_What needs to be done_
Copy exactly, no pictures: every line from the one that contains "Target: white cloud" through the end of the entries below.

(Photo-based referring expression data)
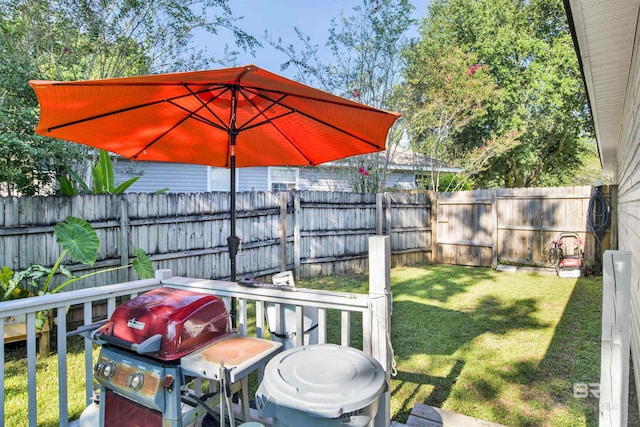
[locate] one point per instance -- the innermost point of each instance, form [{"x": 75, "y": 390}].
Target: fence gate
[{"x": 514, "y": 226}]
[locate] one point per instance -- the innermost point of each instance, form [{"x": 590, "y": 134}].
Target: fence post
[
  {"x": 283, "y": 230},
  {"x": 614, "y": 365},
  {"x": 433, "y": 201},
  {"x": 124, "y": 239},
  {"x": 494, "y": 234},
  {"x": 379, "y": 213},
  {"x": 380, "y": 295},
  {"x": 387, "y": 217},
  {"x": 296, "y": 233}
]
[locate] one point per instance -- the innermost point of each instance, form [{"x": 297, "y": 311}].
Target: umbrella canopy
[
  {"x": 234, "y": 117},
  {"x": 197, "y": 117}
]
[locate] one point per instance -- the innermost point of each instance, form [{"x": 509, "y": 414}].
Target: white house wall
[
  {"x": 185, "y": 178},
  {"x": 179, "y": 178},
  {"x": 628, "y": 209}
]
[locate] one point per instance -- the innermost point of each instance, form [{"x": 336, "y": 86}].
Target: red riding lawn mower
[{"x": 568, "y": 253}]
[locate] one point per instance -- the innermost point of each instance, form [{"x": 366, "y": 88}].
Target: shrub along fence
[{"x": 313, "y": 233}]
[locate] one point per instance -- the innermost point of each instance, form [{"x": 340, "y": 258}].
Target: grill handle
[{"x": 150, "y": 345}]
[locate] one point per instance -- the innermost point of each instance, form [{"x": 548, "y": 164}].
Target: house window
[{"x": 283, "y": 179}]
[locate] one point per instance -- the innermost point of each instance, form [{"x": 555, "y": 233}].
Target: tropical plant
[
  {"x": 102, "y": 179},
  {"x": 80, "y": 242}
]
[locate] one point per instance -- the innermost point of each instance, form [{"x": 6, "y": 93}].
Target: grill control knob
[
  {"x": 109, "y": 370},
  {"x": 98, "y": 369},
  {"x": 136, "y": 380}
]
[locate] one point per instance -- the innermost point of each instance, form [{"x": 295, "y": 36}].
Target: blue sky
[{"x": 280, "y": 17}]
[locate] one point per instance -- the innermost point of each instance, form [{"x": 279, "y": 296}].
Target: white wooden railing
[{"x": 374, "y": 309}]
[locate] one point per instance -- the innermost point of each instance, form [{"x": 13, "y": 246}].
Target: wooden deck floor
[{"x": 428, "y": 416}]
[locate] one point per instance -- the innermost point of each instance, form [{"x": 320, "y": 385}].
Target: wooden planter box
[{"x": 15, "y": 329}]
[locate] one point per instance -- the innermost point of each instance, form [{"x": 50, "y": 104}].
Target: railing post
[
  {"x": 614, "y": 365},
  {"x": 297, "y": 217},
  {"x": 283, "y": 230},
  {"x": 379, "y": 213},
  {"x": 380, "y": 294}
]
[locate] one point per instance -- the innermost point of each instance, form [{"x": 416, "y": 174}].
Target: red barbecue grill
[{"x": 155, "y": 344}]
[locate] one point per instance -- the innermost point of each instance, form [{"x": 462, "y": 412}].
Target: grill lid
[{"x": 166, "y": 323}]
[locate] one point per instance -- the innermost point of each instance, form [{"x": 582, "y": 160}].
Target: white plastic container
[
  {"x": 286, "y": 331},
  {"x": 321, "y": 385}
]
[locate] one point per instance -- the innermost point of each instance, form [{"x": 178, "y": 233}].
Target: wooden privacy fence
[
  {"x": 315, "y": 233},
  {"x": 518, "y": 226}
]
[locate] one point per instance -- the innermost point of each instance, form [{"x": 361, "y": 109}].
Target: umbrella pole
[{"x": 233, "y": 241}]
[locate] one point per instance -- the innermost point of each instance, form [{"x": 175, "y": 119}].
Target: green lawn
[{"x": 505, "y": 347}]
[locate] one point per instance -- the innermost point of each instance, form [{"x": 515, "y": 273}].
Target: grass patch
[{"x": 504, "y": 347}]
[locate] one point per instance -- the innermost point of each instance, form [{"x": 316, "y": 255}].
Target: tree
[
  {"x": 530, "y": 55},
  {"x": 87, "y": 39},
  {"x": 366, "y": 49},
  {"x": 445, "y": 90}
]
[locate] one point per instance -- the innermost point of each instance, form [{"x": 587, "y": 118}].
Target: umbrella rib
[
  {"x": 123, "y": 110},
  {"x": 293, "y": 110},
  {"x": 205, "y": 105},
  {"x": 158, "y": 138}
]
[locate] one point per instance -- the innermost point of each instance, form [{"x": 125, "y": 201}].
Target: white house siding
[
  {"x": 401, "y": 181},
  {"x": 185, "y": 178},
  {"x": 179, "y": 178},
  {"x": 628, "y": 209},
  {"x": 321, "y": 179},
  {"x": 253, "y": 179}
]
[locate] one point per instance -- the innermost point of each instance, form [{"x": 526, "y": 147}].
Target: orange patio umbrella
[{"x": 233, "y": 117}]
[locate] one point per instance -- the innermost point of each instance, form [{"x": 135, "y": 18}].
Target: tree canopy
[
  {"x": 88, "y": 39},
  {"x": 528, "y": 52},
  {"x": 366, "y": 66}
]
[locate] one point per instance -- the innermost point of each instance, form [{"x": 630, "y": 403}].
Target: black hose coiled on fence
[
  {"x": 599, "y": 215},
  {"x": 598, "y": 220}
]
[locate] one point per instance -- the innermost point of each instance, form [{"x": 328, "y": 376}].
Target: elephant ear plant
[{"x": 80, "y": 242}]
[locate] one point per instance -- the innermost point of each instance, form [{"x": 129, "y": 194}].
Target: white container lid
[{"x": 323, "y": 380}]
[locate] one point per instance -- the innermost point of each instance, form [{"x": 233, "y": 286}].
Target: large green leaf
[
  {"x": 66, "y": 186},
  {"x": 122, "y": 187},
  {"x": 81, "y": 182},
  {"x": 142, "y": 264},
  {"x": 106, "y": 172},
  {"x": 78, "y": 238}
]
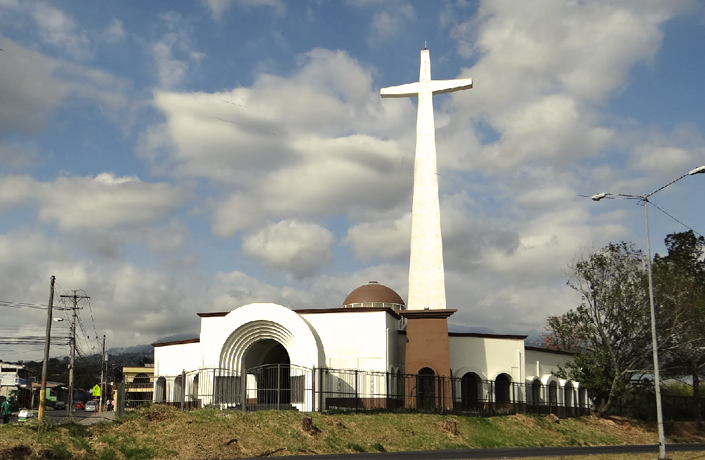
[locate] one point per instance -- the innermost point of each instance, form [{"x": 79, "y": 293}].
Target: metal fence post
[
  {"x": 278, "y": 384},
  {"x": 313, "y": 389},
  {"x": 356, "y": 394},
  {"x": 243, "y": 389},
  {"x": 321, "y": 407},
  {"x": 120, "y": 406},
  {"x": 183, "y": 389}
]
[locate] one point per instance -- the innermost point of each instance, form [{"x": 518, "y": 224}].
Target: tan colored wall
[{"x": 427, "y": 346}]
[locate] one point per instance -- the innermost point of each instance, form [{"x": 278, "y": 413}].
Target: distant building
[
  {"x": 55, "y": 391},
  {"x": 139, "y": 386},
  {"x": 15, "y": 377}
]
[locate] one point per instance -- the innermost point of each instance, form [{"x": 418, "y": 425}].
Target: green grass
[{"x": 166, "y": 433}]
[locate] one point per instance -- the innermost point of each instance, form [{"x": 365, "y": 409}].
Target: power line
[
  {"x": 11, "y": 304},
  {"x": 654, "y": 205}
]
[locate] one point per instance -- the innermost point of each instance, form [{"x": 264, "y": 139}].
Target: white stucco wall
[
  {"x": 354, "y": 339},
  {"x": 225, "y": 340},
  {"x": 487, "y": 357},
  {"x": 541, "y": 363}
]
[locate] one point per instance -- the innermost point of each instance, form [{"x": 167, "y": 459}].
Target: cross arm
[
  {"x": 408, "y": 90},
  {"x": 448, "y": 86}
]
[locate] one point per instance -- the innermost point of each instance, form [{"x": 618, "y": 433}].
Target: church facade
[
  {"x": 357, "y": 355},
  {"x": 373, "y": 350}
]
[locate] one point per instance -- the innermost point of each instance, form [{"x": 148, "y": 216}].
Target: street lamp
[{"x": 657, "y": 382}]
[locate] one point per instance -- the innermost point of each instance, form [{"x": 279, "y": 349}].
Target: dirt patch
[{"x": 19, "y": 452}]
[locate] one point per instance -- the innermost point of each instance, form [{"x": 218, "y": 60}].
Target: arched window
[
  {"x": 568, "y": 395},
  {"x": 426, "y": 389},
  {"x": 553, "y": 393},
  {"x": 470, "y": 387},
  {"x": 141, "y": 380},
  {"x": 160, "y": 396},
  {"x": 502, "y": 386},
  {"x": 178, "y": 388},
  {"x": 536, "y": 392}
]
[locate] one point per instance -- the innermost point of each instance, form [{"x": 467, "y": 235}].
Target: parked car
[
  {"x": 25, "y": 414},
  {"x": 90, "y": 406}
]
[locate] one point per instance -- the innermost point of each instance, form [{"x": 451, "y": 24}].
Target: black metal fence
[{"x": 283, "y": 386}]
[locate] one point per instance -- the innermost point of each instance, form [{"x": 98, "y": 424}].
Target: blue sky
[{"x": 178, "y": 157}]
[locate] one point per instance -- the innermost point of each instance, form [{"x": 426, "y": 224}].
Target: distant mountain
[
  {"x": 147, "y": 348},
  {"x": 470, "y": 329}
]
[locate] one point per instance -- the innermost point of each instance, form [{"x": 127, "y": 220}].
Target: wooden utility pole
[
  {"x": 75, "y": 298},
  {"x": 102, "y": 373},
  {"x": 43, "y": 389}
]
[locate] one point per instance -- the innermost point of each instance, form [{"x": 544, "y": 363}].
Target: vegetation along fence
[{"x": 290, "y": 387}]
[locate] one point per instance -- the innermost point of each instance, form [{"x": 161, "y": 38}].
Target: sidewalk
[{"x": 96, "y": 417}]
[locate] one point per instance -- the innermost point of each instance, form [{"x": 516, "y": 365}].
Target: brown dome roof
[{"x": 373, "y": 292}]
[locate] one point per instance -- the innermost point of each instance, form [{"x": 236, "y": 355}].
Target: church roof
[{"x": 373, "y": 292}]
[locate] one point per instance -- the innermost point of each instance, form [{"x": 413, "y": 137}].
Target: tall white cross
[{"x": 426, "y": 276}]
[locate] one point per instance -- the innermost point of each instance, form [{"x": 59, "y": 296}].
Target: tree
[
  {"x": 680, "y": 297},
  {"x": 610, "y": 329}
]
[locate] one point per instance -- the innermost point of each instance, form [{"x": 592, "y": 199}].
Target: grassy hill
[{"x": 166, "y": 433}]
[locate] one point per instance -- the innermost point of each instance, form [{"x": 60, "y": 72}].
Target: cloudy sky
[{"x": 169, "y": 158}]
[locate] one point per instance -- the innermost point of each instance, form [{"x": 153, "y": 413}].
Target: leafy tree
[
  {"x": 680, "y": 297},
  {"x": 610, "y": 329}
]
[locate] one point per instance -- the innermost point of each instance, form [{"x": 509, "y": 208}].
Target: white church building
[{"x": 372, "y": 350}]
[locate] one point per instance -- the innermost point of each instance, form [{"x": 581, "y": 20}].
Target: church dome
[{"x": 374, "y": 295}]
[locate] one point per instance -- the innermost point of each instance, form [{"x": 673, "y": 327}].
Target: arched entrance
[
  {"x": 268, "y": 368},
  {"x": 553, "y": 397},
  {"x": 502, "y": 385},
  {"x": 470, "y": 387},
  {"x": 160, "y": 395},
  {"x": 568, "y": 398},
  {"x": 426, "y": 389},
  {"x": 536, "y": 394}
]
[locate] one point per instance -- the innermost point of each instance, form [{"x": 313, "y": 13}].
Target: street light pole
[
  {"x": 654, "y": 340},
  {"x": 654, "y": 336}
]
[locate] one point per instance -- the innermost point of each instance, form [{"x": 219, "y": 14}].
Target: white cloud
[
  {"x": 301, "y": 248},
  {"x": 96, "y": 203},
  {"x": 115, "y": 32},
  {"x": 218, "y": 7},
  {"x": 33, "y": 85},
  {"x": 305, "y": 125},
  {"x": 59, "y": 30}
]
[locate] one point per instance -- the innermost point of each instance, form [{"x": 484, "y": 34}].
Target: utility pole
[
  {"x": 75, "y": 298},
  {"x": 102, "y": 384},
  {"x": 43, "y": 389}
]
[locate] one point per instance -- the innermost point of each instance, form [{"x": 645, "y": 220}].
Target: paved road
[
  {"x": 465, "y": 454},
  {"x": 79, "y": 416}
]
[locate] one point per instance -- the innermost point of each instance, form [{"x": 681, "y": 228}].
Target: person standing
[{"x": 6, "y": 410}]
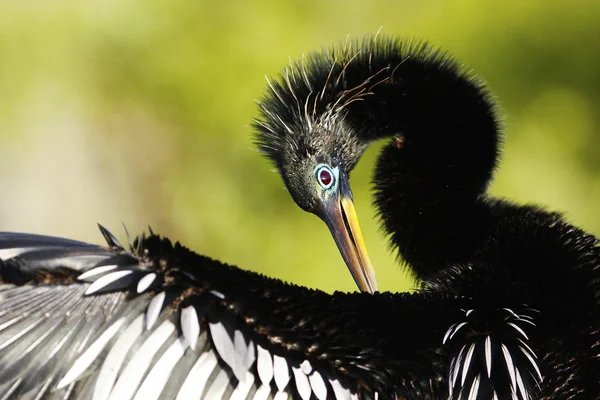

_Written solution_
Target: white cloud
[
  {"x": 301, "y": 248},
  {"x": 96, "y": 203},
  {"x": 115, "y": 32},
  {"x": 218, "y": 7},
  {"x": 33, "y": 85},
  {"x": 305, "y": 125},
  {"x": 59, "y": 30}
]
[locate] one point per instance -- the innermost point of each instance, form [{"x": 484, "y": 34}].
Target: utility pole
[
  {"x": 75, "y": 298},
  {"x": 102, "y": 384},
  {"x": 43, "y": 389}
]
[locate] one point per instance -- the innermost point of each instance, form [{"x": 645, "y": 220}].
Target: paved road
[
  {"x": 465, "y": 454},
  {"x": 79, "y": 416}
]
[locate] one point per instance -- the innermost point of each instance, form [{"x": 681, "y": 228}].
Target: person standing
[{"x": 6, "y": 410}]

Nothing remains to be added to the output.